**Given problem:**
In the abstract below, condense the paragraph beginning "On March 31, 2010" into a short bulleted list that keeps its main facts.

**Selected excerpt:**
Document Type

Working Paper

Publication Date

Summer 8-14-2012

Abstract

On March 31, 2010, Access Copyright applied to the Copyright Board to certify a tariff that would govern the relationship between the organization and the members of the Association of Universities and Colleges of Canada (AUCC) and the Association of Community Colleges of Canada (ACCC). Previously, the relationship had been governed by a series of license agreements between the organizations which had been periodically renewed. But Access Copyright chose not to seek renewal of the licenses, and applied to the Board to certify a general tariff that would cover all post-secondary institutions for the period of 2011 through 2013.

Access Copyright was not merely trying to carry forward the terms of previous licensing agreements in the form of a Board certified tariff. Rather, they were seeking a tariff with a much higher rate, wider scope and broader application; one which would place new burdens on the institutions, their staff and students, and which would also jeopardize many of the rights of academic staff and students. This working paper reviews the terms of the Proposed Tariff and its progeny licenses and discusses several of the arguments that have been raised against them. The first general grouping is that many of the provisions are ambiguous, counterintuitive and are based on problematic definitions which attempt to extend the reach of the compensable activities beyond what is authorized by Canadian law. The second broad issue is the lack of value in the Proposed Tariff itself. The third general grouping deals with the audit, reporting, monitoring and survey (ARMS) provisions in the Proposed Tariff and the progeny licenses. With respect to the Proposed Tariff, we argue that several of its terms are also ultra vires the Copyright Act and would not have survived scrutiny had they been fully litigated.

While recent developments have cast a new light on these issues, many of the concerns raised in this report about the Proposed Tariff remain unresolved. Despite strong arguments to the contrary, and their previous opposition to the Proposed Tariff at the Board; AUCC, ACCC and several institutions still felt that a license with Access Copyright was needed. In January 2012, Access Copyright announced they had reached licensing agreements with the University of Toronto and the University of Western Ontario, the terms of which were substantially similar to the proposed tariff. Following the “lead” of UWO and the University of Toronto, AUCC and ACCC have since announced a similar agreement with Access Copyright, resulting in a “Model License,” and they have since dropped their opposition to the Proposed Tariff at the Copyright Board. In this report, we refer to the UWO and University of Toronto agreements and the AUCC/ACCC model licenses as the “progeny” of the Proposed Tariff because despite some differences, they are substantially similar in many respects.

To date, some institutions have accepted the Model License, others have rejected it, and many others had not yet announced their intentions as of the end of July 2012.

This paper is divided into five sections. Following this introduction, section 2 will address some of the definitional problems in the Proposed Tariff and progeny licenses in more detail. First and foremost are the definitions of “copy” and “course collection” which increase the scope of the statutory reproduction right and create other burdens. These overbroad definitions are foundational problems with the tariff/licenses which not only exceed the scope of owners' statutory rights, but will have the potential to substantially impede the delivery of course materials, adversely impact faculty and student privacy rights, and ultimately threaten academic freedom. The other problematic definition involves the “Secure Network,” along with various limitations that flow from this definition.

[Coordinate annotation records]
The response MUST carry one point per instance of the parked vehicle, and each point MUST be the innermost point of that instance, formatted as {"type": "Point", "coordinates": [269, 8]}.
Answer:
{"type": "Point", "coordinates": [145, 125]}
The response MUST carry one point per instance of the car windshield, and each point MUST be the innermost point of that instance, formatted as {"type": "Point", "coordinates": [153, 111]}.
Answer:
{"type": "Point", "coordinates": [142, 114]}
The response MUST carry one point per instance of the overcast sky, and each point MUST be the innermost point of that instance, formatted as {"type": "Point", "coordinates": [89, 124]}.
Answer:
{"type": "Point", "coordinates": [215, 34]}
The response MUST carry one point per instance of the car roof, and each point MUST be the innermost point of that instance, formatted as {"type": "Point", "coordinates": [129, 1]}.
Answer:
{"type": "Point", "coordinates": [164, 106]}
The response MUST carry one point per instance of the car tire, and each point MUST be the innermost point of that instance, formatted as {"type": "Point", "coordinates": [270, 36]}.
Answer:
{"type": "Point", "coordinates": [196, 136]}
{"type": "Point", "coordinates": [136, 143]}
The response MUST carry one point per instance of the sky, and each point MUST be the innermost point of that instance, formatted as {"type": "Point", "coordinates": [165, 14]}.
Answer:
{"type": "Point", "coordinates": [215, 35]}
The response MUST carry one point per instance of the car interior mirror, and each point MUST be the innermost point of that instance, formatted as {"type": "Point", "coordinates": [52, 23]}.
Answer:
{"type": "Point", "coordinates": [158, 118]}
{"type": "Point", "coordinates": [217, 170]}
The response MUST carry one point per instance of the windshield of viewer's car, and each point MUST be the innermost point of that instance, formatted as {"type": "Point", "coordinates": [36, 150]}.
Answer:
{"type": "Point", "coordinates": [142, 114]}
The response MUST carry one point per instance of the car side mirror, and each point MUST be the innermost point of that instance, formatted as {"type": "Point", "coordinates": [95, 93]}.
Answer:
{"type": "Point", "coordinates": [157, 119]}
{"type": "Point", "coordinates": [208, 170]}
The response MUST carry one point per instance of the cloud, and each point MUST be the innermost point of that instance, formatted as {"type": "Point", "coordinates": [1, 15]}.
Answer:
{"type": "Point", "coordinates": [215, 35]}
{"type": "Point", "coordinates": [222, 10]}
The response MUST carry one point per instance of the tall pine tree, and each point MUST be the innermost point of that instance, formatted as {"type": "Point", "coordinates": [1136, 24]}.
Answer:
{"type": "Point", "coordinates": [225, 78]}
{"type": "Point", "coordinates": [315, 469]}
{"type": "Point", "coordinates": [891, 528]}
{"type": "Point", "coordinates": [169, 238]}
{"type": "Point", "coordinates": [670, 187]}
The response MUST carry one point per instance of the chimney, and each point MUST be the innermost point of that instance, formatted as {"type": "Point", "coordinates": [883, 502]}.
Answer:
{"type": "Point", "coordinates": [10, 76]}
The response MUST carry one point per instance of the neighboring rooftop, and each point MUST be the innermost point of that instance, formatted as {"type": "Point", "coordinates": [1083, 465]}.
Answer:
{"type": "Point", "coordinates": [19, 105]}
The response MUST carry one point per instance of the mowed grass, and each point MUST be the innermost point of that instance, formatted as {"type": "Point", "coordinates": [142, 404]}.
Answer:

**Exercise output:**
- On March 31, 2010, Access Copyright applied to the Copyright Board to certify a tariff governing its relationship with members of the AUCC and the ACCC.
- That relationship had previously been governed by periodically renewed license agreements.
- Access Copyright chose not to seek renewal of those licenses.
- Instead, it asked the Board to certify a general tariff covering all post-secondary institutions for 2011 through 2013.